▶ [WHAT IS ASKED]:
1. From the State Route 140 text, reproduce word for word the passage that opens with "California State Route" and closes with "Yosemite National Park.".
2. According to the State Route 140 text, which roads make up the most direct route from San Jose and the rest of the Silicon Valley to Highway 140 in Planada? List all of them.

▶ [TEXT BLOCK]:
California State Route 140
State Route 140 (SR 140) is a state highway in the U.S. state of California, 102 miles (164 km) in length. It begins in the San Joaquin Valley at Interstate 5 near Gustine, and runs east into Sierra Nevada, terminating in Yosemite National Park.
State Route 140
SR 140 highlighted in red
|Defined by Streets and Highways Code § 440|
|Maintained by Caltrans|
|Length||101.645 mi (163.582 km)|
SR 140 is broken into pieces, and the length does not reflect the overlaps that would be required to make the route continuous.
|East end||Yosemite National Park|
Heading east from I-5, the highway passes Gustine; it then jogs to cross the San Joaquin River. It roughly marks the southern edge of the farmable land around Livingston. It intersects with State Route 99 in Merced, which it overlaps for a few miles. Travelers coming from most regions of the San Francisco Bay Area or other parts of Northern California to Yosemite Valley and the southern portion of Yosemite would transfer from Highway 99 to Highway 140 at this point. For those coming from San Jose and the rest of the Silicon Valley, the most direct, fastest route is State Route 152 east; then the roads of Road 9, Bliss Road, Sandy Mush Road, and Plainsburg Road to reach Highway 140 in Planada. (Those going to the northern portion of Yosemite would have instead taken either I-580 and I-205 leaving the Bay Area, then State Route 120 east through Manteca, or State Route 132 east through Modesto.)

▶ [DATASET EXTRACT]:
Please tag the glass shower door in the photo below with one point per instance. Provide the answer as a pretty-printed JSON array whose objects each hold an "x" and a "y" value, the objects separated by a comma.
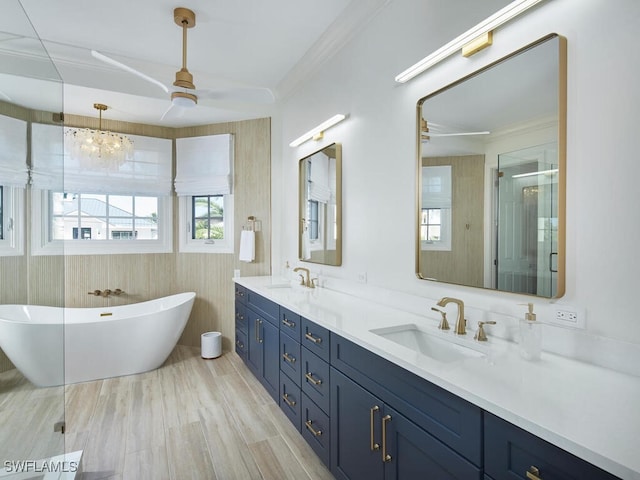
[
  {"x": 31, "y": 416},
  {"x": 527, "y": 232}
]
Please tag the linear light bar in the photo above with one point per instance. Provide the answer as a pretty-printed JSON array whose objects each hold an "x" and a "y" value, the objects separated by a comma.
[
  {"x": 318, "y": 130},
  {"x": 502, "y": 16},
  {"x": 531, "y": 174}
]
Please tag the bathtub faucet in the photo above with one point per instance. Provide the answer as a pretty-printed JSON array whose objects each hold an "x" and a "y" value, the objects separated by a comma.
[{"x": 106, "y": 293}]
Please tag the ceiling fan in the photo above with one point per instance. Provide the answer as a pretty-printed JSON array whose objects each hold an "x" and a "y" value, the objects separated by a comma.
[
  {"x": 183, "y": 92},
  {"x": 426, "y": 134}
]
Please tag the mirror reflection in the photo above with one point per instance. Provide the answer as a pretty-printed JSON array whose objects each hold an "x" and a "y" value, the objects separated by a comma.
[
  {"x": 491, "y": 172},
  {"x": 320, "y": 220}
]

==

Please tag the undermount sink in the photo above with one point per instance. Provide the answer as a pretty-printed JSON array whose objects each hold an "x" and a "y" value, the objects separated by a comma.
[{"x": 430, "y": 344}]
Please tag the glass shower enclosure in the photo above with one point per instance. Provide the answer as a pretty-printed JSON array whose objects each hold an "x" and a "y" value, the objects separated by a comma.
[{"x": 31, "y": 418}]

▶ [SOLUTIONS PER TASK]:
1.
California State Route 140
State Route 140 (SR 140) is a state highway in the U.S. state of California, 102 miles (164 km) in length. It begins in the San Joaquin Valley at Interstate 5 near Gustine, and runs east into Sierra Nevada, terminating in Yosemite National Park.

2.
- State Route 152
- Road 9
- Bliss Road
- Sandy Mush Road
- Plainsburg Road